> _Tasks to carry out_:
A. Decide whether each statement agrees with the passage below on ALICE households in Dutchess: (i) Dutchess had 108,200 households in 2016; (ii) the previous study put the cost of living for two adults, one infant and one preschooler at $80,016; (iii) families below the ALICE standard live only in urban areas. For each, answer yes or no and quote the deciding words of the passage.
B. Extend the passage below on ALICE households in Dutchess, starting after its final sentence.

It doesn't include unforeseen circumstances that could set a person back, like a medical situation not covered by insurance. It doesn't take into account saving for the future.
In 2014, 39 percent of Dutchess households were below the ALICE threshold, including 10 percent that were below the poverty line, according to the 2016 report...
The percentages vary by geographic area within counties. In Dutchess, the city of Poughkeepsie and towns in the east are among the areas with the fewest households with an income level the United Way characterizes as stable. However, families below the ALICE standard live in all areas, from urban to suburban to rural, and have backgrounds of all ethnicities and ages.
What It Costs To Get By
In Dutchess, a single adult needs to make at least $25,764 annually to meet the cost of living, according to the report, while a family of two adults, one infant, and one preschooler has to make at least $80,016 a year.
Those costs increased between 2014 and 2018. In the previous study, the cost of living in Dutchess for two adults, one infant and one preschooler was $73,212.
Of Dutchess' 108,200 households in 2016, 39,401 failed to make a living wage, according to the report, including 9,699 below the poverty line.

Dataset records

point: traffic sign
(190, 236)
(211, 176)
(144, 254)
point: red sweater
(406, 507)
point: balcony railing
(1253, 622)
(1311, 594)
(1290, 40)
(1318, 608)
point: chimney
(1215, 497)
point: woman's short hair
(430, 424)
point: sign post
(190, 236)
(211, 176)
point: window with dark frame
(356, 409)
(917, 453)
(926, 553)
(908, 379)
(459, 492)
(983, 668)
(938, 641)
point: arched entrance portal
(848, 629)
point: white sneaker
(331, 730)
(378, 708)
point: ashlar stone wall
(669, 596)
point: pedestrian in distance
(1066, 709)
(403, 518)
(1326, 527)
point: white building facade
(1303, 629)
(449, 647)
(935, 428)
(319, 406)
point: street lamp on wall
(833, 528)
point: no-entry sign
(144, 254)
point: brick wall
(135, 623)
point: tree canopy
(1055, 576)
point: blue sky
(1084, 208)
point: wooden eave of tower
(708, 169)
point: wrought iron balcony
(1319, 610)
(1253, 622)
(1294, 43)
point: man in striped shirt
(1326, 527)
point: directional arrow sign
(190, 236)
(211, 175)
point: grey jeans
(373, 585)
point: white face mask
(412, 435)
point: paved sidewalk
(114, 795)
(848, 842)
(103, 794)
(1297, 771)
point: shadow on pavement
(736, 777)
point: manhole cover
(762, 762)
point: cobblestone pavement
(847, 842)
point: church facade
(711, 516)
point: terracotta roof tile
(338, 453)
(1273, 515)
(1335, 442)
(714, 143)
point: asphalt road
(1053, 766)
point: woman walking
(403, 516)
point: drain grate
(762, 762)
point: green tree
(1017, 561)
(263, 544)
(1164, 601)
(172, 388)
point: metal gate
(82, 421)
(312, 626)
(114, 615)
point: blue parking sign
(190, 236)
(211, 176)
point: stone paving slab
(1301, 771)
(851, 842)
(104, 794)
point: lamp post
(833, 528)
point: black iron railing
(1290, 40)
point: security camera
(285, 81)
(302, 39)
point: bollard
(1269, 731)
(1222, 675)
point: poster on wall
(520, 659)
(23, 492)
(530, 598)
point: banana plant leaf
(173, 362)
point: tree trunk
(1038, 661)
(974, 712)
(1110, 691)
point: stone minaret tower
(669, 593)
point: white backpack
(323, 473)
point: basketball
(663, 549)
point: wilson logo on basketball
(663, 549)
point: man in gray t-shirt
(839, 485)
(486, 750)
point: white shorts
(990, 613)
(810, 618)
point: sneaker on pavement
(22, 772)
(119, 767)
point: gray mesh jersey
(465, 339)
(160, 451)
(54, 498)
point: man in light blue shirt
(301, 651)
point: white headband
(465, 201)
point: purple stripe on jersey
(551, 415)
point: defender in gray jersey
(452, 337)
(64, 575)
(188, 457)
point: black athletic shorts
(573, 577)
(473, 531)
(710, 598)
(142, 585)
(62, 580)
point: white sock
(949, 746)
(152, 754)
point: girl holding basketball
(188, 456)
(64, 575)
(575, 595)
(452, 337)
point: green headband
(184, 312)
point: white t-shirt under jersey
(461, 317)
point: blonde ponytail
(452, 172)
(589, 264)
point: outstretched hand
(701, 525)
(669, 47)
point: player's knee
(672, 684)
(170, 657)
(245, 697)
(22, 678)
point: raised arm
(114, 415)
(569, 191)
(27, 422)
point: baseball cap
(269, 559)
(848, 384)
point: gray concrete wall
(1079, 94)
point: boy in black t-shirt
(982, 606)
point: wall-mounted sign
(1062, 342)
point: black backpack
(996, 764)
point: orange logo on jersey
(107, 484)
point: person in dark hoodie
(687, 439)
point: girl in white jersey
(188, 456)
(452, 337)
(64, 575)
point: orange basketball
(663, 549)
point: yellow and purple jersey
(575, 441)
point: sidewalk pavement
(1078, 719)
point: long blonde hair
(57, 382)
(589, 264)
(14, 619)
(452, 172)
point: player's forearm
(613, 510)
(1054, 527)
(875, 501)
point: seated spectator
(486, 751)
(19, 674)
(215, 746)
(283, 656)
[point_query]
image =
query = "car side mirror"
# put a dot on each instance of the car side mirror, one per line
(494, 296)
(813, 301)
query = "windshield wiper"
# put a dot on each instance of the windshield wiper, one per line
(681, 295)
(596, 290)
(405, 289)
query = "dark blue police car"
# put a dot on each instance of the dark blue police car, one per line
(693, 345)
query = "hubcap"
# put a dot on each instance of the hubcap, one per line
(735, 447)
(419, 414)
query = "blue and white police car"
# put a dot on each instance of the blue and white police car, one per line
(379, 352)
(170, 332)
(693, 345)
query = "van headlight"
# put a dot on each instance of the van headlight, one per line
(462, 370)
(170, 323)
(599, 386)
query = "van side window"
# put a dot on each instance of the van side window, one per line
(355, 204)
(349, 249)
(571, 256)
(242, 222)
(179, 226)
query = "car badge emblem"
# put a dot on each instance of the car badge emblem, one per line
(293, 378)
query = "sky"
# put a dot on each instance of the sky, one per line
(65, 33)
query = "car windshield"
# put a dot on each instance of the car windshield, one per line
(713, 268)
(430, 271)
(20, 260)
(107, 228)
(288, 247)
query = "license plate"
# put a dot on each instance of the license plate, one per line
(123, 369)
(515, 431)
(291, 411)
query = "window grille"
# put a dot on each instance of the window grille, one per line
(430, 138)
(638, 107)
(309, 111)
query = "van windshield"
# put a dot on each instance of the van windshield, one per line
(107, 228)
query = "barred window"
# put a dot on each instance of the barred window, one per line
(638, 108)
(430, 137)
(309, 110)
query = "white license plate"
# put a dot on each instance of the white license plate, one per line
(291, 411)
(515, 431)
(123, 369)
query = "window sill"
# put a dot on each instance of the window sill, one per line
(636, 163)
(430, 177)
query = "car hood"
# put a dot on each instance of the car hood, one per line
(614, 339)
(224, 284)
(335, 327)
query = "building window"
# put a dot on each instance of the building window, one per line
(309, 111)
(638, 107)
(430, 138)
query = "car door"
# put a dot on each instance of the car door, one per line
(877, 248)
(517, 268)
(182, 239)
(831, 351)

> _Responses by task_:
A.
(i) Yes: "Of Dutchess' 108,200 households in 2016"
(ii) No: "In the previous study, the cost of living in Dutchess for two adults, one infant and one preschooler was $73,212."
(iii) No: "families below the ALICE standard live in all areas, from urban to suburban to rural"

B.
Nearly half the county's households (51,134) were single people under the age of 65 living alone or co-habitating. But the percentage of those households below the ALICE household (37 percent) was equal to households led by someone 65 or older, and comparable to households with families (34 percent)...
According to the study, 51 percent of all jobs across the state in 2016 paid less than $20 per hour. In Dutchess County, a wage of at least $24.67 per hour is needed to survive in a single-parent, single-child. household.
Patrick DeLeon, a town of Poughkeepsie resident living below the federal poverty line, said thinking about finances is a constant while living paycheck to paycheck.
He works as a financial empowerment employee with the United Way, and puts on financial literacy workshops in struggling communities. DeLeon said he is paid a small salary "to teach us how it is for those at the poverty level."
He's signed up for Medicaid, lives with his girlfriend and her parents to save on rent and avoids buying clothes and shopping anywhere but at a dollar store.
"I'd say the number one challenge is managing stress," he said. "It's a grind to worry about your bills a lot."
Geographic Divide
While Dutchess residents living below the poverty line can be found in every area of the county, some cities and towns experience more economic hardship than others, the report said.
The city of Poughkeepsie has the highest number of households below the ALICE threshold of any size in the county. Of 12,563 households, 62 percent are below that mark, and 21 percent are below the poverty line. Nearby Arlington also has 59 percent of its 1,263 households below the ALICE level.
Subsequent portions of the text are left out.